● What is expected:
Reproduce everything from the line containing "One point belongs on each instance of the rainbow stripe collar." down to the end of the records, substituting "multicolor stripe" for "rainbow stripe" and leaving all else unchanged. Return only those lines.

(Named object pointing records)

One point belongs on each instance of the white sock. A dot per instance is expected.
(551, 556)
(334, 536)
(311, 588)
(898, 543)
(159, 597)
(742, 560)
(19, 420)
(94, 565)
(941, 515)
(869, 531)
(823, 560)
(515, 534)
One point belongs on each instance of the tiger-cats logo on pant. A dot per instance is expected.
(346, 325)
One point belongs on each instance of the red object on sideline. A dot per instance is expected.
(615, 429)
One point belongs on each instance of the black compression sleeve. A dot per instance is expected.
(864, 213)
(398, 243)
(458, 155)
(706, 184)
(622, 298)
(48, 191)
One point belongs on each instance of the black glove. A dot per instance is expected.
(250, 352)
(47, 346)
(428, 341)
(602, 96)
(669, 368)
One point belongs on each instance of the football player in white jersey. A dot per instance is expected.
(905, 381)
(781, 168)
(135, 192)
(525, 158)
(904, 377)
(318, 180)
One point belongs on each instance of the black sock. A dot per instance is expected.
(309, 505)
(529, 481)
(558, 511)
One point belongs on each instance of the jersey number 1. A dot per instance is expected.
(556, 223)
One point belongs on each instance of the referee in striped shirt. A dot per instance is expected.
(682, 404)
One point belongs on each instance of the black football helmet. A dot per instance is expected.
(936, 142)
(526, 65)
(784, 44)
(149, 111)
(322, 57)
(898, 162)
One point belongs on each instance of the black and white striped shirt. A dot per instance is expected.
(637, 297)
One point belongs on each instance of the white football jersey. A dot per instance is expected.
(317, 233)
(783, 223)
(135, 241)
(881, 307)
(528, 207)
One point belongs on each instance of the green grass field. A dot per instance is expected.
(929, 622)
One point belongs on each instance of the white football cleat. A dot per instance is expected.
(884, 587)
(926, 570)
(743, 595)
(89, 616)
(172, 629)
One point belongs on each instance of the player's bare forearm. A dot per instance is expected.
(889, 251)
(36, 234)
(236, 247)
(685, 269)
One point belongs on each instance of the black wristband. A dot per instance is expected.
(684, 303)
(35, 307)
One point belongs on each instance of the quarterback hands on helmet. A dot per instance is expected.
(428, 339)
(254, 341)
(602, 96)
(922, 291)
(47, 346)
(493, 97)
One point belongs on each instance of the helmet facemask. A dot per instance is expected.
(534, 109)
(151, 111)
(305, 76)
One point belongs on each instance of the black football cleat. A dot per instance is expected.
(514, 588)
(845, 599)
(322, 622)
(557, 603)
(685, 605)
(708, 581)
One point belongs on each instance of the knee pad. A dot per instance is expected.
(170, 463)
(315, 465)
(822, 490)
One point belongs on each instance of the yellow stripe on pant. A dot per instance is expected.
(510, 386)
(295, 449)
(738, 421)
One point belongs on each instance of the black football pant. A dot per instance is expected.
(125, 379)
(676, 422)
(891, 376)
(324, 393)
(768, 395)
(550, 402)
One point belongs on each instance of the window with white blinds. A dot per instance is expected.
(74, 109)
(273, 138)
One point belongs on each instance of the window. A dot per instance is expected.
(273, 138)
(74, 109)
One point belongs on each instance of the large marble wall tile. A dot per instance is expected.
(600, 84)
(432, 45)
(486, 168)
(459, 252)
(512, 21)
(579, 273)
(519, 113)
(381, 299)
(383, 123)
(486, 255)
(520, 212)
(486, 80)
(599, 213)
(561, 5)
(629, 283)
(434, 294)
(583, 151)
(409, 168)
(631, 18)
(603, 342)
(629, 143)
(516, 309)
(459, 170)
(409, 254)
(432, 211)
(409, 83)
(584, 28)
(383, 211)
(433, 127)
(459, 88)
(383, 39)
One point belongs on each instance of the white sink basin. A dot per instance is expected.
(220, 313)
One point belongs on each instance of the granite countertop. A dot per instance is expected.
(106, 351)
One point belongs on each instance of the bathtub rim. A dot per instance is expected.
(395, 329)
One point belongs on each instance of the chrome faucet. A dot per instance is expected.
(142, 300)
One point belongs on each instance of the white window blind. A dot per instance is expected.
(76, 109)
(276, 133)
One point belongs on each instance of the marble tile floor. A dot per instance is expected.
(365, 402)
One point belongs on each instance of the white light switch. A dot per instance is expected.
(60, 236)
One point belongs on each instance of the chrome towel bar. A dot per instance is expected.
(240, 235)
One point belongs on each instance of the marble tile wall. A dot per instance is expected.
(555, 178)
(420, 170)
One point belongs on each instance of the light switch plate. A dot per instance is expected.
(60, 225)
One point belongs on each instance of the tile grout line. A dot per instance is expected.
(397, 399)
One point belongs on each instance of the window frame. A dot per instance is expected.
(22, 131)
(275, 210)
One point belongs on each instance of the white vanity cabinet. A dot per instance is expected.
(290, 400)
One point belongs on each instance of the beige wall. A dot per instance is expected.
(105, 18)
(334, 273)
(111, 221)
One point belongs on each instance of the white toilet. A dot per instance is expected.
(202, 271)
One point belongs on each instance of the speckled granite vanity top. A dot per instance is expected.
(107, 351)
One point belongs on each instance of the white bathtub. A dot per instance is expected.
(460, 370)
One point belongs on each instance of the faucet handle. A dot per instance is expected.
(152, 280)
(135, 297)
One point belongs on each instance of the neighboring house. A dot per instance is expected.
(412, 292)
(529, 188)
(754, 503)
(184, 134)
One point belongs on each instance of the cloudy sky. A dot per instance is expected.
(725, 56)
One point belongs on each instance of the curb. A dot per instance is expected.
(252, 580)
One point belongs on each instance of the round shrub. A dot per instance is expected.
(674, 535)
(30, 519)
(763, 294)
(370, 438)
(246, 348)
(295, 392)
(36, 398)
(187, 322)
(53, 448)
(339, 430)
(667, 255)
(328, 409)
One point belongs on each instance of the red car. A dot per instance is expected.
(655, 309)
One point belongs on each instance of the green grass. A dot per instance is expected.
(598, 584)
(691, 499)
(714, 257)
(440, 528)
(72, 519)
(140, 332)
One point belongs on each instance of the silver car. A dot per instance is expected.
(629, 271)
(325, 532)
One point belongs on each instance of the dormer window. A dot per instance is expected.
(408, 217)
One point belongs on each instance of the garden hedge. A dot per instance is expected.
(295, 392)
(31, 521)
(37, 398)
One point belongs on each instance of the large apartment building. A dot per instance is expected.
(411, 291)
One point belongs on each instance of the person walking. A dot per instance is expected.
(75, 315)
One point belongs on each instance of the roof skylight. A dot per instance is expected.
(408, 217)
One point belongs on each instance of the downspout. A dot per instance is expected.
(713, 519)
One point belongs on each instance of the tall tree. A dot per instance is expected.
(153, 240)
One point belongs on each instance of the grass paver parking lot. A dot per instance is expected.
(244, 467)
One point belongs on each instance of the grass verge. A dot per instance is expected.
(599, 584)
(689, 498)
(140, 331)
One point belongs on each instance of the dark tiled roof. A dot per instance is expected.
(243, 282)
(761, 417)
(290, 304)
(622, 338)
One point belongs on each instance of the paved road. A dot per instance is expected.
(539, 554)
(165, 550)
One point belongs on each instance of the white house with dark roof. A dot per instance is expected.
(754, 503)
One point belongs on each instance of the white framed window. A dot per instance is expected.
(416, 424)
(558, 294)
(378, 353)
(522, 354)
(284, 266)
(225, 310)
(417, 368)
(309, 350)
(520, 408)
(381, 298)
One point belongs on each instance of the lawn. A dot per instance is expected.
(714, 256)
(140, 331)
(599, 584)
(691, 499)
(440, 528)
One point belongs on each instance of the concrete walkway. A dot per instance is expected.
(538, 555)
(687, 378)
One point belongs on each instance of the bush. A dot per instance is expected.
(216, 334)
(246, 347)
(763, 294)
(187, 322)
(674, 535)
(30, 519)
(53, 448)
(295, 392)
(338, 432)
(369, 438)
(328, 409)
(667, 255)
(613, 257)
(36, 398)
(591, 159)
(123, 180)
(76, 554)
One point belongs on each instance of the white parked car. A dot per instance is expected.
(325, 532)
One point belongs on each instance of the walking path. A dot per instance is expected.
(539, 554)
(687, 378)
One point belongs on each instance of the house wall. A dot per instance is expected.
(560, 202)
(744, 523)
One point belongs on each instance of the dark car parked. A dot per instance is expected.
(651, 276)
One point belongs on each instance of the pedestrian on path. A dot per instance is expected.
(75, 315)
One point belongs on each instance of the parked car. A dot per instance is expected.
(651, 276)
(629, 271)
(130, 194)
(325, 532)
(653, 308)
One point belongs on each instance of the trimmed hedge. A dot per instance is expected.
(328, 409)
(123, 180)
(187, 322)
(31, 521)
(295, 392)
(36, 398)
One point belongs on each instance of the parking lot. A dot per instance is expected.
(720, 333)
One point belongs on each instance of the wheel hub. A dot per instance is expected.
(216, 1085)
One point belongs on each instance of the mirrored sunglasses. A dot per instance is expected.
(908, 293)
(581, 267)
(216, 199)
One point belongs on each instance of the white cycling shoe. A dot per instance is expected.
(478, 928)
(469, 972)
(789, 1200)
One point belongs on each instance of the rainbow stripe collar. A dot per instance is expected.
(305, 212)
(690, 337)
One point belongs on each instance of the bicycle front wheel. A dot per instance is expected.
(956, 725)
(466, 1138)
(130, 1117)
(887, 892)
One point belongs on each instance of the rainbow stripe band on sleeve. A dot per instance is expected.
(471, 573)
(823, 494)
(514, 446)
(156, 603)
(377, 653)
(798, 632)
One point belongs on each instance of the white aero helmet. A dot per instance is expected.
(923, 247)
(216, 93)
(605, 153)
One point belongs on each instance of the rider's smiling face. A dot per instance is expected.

● Solution for this exercise:
One point belongs on each instance of the multicolor stripe collar. A dot per instance is expected.
(305, 212)
(690, 337)
One point belongs on each instance of the bicycle front wheel. A dot per instance is expected.
(956, 725)
(466, 1138)
(130, 1117)
(887, 892)
One point belongs on each instance of the multicolor stripe band on sleeve. A dot per instance is expected.
(471, 573)
(823, 494)
(514, 446)
(156, 603)
(377, 653)
(798, 632)
One point belongs on each instance of the white aero helmet. A dot per instance is expected.
(923, 247)
(216, 93)
(605, 153)
One point belongs on each instance of the rider's smiling face. A dot per instance is expected.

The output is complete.